** Start of Material to process **

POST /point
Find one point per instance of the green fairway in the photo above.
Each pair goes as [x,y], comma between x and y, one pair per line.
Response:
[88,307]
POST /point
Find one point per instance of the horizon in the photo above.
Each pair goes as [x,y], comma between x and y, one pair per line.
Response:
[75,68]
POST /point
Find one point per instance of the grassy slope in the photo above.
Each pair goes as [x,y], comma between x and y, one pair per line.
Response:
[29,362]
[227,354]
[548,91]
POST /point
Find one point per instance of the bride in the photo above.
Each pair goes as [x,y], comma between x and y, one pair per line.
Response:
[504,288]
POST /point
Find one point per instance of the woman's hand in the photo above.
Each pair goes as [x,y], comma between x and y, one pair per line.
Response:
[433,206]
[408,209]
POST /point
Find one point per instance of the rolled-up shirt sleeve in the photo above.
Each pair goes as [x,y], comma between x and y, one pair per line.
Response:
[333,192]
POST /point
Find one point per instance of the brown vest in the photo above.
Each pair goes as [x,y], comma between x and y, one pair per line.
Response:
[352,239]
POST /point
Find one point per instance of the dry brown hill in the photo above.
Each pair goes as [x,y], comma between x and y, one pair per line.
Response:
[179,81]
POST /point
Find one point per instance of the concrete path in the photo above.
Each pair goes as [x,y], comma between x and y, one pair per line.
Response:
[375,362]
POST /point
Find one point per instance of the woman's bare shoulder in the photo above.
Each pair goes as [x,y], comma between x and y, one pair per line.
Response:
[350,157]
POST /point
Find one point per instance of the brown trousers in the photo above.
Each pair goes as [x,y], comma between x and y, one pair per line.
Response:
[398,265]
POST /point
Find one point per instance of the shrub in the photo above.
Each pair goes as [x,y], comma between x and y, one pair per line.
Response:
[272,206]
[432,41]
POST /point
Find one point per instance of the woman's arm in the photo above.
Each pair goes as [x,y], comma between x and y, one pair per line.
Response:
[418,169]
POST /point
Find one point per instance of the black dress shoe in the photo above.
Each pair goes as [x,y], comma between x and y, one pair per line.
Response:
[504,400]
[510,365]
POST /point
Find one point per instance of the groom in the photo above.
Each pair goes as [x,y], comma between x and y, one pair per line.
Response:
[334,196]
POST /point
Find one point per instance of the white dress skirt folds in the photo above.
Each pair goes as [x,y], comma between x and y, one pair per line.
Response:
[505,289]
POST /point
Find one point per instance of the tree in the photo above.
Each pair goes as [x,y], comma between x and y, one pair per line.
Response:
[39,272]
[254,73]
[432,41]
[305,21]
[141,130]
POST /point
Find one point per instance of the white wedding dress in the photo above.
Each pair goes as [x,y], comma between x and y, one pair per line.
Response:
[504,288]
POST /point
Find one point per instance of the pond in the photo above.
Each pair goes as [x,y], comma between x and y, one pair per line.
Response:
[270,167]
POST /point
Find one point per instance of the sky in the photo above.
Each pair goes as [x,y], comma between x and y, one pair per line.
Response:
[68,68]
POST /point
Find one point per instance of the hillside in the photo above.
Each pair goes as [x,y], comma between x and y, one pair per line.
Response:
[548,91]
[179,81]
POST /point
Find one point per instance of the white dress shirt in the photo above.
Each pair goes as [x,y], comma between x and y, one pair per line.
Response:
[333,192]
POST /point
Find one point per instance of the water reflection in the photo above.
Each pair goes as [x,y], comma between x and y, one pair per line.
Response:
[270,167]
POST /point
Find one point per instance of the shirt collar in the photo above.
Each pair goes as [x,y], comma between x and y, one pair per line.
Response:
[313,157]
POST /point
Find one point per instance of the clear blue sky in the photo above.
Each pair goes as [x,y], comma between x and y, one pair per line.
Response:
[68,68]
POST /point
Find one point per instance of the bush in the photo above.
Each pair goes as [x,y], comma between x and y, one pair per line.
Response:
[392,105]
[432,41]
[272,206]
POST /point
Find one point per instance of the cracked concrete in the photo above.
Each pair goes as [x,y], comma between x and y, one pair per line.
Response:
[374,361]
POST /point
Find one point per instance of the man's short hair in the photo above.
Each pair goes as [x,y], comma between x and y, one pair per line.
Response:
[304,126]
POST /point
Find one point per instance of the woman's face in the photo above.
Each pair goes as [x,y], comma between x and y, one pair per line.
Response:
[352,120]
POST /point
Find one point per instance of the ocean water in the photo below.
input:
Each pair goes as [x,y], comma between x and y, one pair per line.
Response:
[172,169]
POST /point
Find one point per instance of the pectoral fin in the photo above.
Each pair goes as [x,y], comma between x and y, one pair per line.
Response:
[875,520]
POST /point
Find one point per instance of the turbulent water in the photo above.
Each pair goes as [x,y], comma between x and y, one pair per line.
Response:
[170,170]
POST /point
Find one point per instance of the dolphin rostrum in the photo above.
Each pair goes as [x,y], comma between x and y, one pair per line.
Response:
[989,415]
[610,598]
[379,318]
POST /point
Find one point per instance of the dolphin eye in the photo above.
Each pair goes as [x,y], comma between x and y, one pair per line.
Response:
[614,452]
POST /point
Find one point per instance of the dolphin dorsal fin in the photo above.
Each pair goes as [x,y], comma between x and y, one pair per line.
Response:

** End of Material to process **

Task brief - Count the lines in the data above that contain the word "water". Give only the number.

Exercise answer - 3